§ READING PASSAGE

START

Lost on a back road in Alabama, a motorist asked the way to Montgomery. An old farmer, sitting on a fence, looked down the road, scratched his head and gave explicit instructions. Half an hour later, after following the farmer's directions carefully, the motorist found himself back at the starting point. The farmer was still sitting on the fence, in placid contemplation of the landscape. “Hey, what's the idea?” the motorist demanded. “I did just what you told me, and look where I wound up!” “Well, young feller,” the farmer explained, “I didn't aim to waste my time telling you how to get to Montgomery till I found out if you could follow simple directions.”1

I wonder if Jesus sometimes felt like that farmer. He kept giving the disciples directions and they just had so much trouble understanding them and following them. Today, Jesus is preparing his friends for the events that are to come. He knows the cross is before him and he will be returning to God, his Father, and he’s giving those last instructions, those crucial directions about where he is going and how they are to follow him there. And the disciples are just not getting it. They are scared and uncertain and terribly confused. In our story for today, Jesus begins by reassuring them that God’s life is bigger than they can imagine and there is plenty of room for them. In fact, Jesus himself is going to prepare their rooms and he will come back for them. But he reassures them, they already know the way to the place where he is going – that is they know the way to God.

END

§ PROVIDED INFORMATION
START

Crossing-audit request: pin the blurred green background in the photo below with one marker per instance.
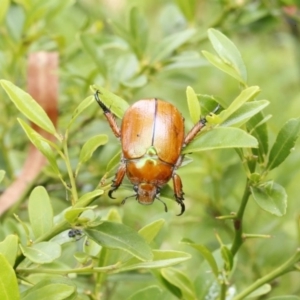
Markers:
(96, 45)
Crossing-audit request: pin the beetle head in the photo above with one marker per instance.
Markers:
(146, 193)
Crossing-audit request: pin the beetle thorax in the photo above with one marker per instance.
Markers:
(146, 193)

END
START

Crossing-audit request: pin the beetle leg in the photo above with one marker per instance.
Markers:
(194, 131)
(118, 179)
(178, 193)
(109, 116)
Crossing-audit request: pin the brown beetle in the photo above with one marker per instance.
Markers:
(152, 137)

END

§ COMPLETE THE FOLLOWING
**A.** In the sermon excerpt, reproduce the passage between "I wonder if" and "way to God.", inclusive, substituting "followers" for "disciples".
**B.** Condense the paragraph of the sermon excerpt beginning "I wonder if Jesus sometimes felt like that farmer" into a bulleted list that retains its main facts.
**C.** Write the next portion of the sermon excerpt, beginning after its final sentence.
The entries are separate material, unrelated to the sermon excerpt.

§ ANSWERS
**A.**
I wonder if Jesus sometimes felt like that farmer. He kept giving the followers directions and they just had so much trouble understanding them and following them. Today, Jesus is preparing his friends for the events that are to come. He knows the cross is before him and he will be returning to God, his Father, and he’s giving those last instructions, those crucial directions about where he is going and how they are to follow him there. And the followers are just not getting it. They are scared and uncertain and terribly confused. In our story for today, Jesus begins by reassuring them that God’s life is bigger than they can imagine and there is plenty of room for them. In fact, Jesus himself is going to prepare their rooms and he will come back for them. But he reassures them, they already know the way to the place where he is going – that is they know the way to God.

**B.**
- Jesus may have felt like the farmer, since the disciples had great trouble understanding and following his directions.
- He is preparing his friends for the coming events. He knows the cross lies before him and that he will return to God, his Father.
- He gives final, crucial instructions about where he is going and how they are to follow him there.
- The disciples are scared, uncertain, and deeply confused.
- Jesus reassures them that God's life is bigger than they can imagine and has plenty of room for them. He will prepare their rooms and come back for them.
- He tells them they already know the way to where he is going, that is, the way to God.

**C.**
But instead of being reassured, the disciples go in to something of a tizzy. Thomas, always the one with his feet planted firmly on the ground, speaks up. Look, he says, what do you mean “we know where you’re going.” We don’t have a clue – how could we? How are we supposed to know the way, especially after you leave to go wherever it is you’re going?” Thomas wants to know where the map is – he wants the destination marked with an “x” and he wants to know what roads they’re supposed to follow to get there. Jesus responds by reframing the directions and refocusing the disciples. Look, he says, “I am the way, the truth and the life.” I’m the road, me in myself. I’m the way to the Father. You know me, so you also know God who sent me. And as you follow me, as you live in me and I live in you, then you are on the way to seeing God, to life with God.” Jesus himself makes the truth and life of God visible in the world and he himself is the way, the very road that leads to God.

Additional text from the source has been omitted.